Extend the forum thread below about a 1.4 turbo Cruze losing oil, continuing right after its last line.

__Text extract__:
<<<<

# 1.4 Turbo Losing Oil - solved



## MattJensen (Oct 24, 2017)

I have a 2014 Cruze Eco and I’ve noticed that it’s losing oil somehow. I know that it is not leaking oil because I’ve never seen as much as a drop of oil on the ground where I park everyday, so it must be burning oil. The only time I notice any blue smoke coming out the tailpipe is occasionally when I start the car cold, sometimes I’ll see a puff of blue smoke come out the tailpipe. However, this goes away after a few seconds. This leads me to believe that the valve seals may be no good, as oil would be leaking past the seals and depositing on the top of the valves or possibly even seeping into the combustion chamber. I don’t think it’s a piston ring issue because the car has never overheated and I’ve never seen any blue smoke except for on the occasional cold start, usually when the car has been parked on a slight incline. This is an issue that I’d like to get fixed because it seems to be losing a lot of oil, I have to add a liter every 3500km. Any input on this issue would be greatly appreciated!


Sent from my iPhone using Tapatalk


----------



## jblackburn (Apr 14, 2012)

Not the valve seals.

Check out the PCV system. There's a TSB out for this exact issue (which will be covered under powertrain warranty if you're still under it) for the missing check valve in the intake manifold.

https://www.cruzetalk.com/forum/34-...011-2016-cruze-1-4l-pcv-system-explained.html


----------



## MattJensen (Oct 24, 2017)

jblackburn said:


> Not the valve seals.

>>>>

__Data__:
<<<<

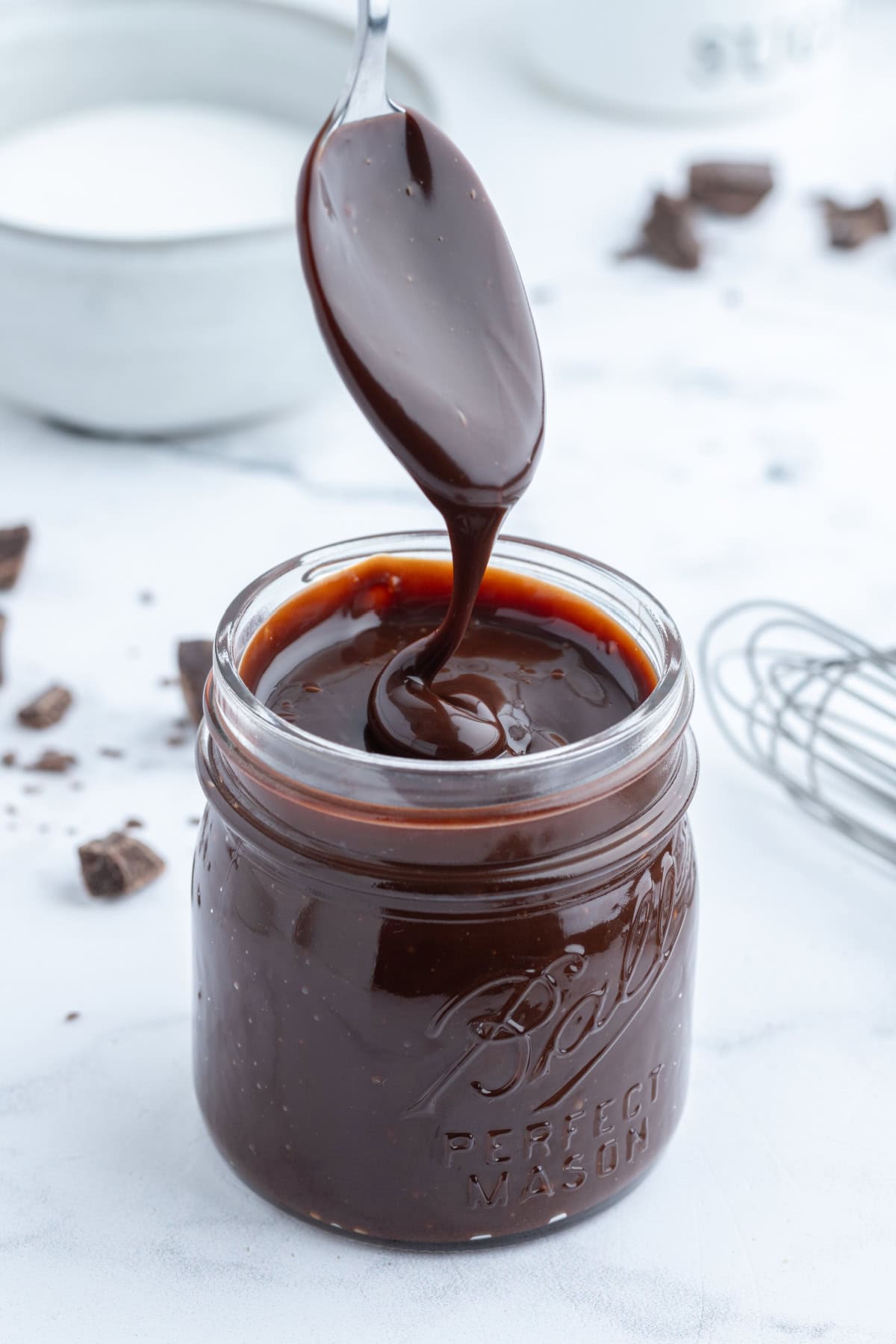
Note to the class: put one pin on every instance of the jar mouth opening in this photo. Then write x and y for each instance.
(300, 759)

>>>>

__Written answer__:
> 
> Check out the PCV system. There's a TSB out for this exact issue (which will be covered under powertrain warranty if you're still under it) for the missing check valve in the intake manifold.
> 
> https://www.cruzetalk.com/forum/34-...011-2016-cruze-1-4l-pcv-system-explained.html


Thanks for your input! I really appreciate it! 


Sent from my iPhone using Tapatalk


----------



## MattJensen (Oct 24, 2017)

*1.4 Turbo Losing Oil*

Quick update:

I was driving on the highway in 6th gear the other day and I ended up getting a flashing check engine light (misfire defected) as well as a service Stabilitrak and service traction light. The engine would violently vibrate below 3000RPM and would idle extremely rough. The dealership took a look at it today and it turns out that the valves are shot, $2100 in repairs. Thankfully covered by the Powertrain warranty. Makes sense as to why my engine was burning so much oil now, it was seeping past the valves and into the combustion chamber; also explains why I’d see a puff of blue smoke when starting it cold.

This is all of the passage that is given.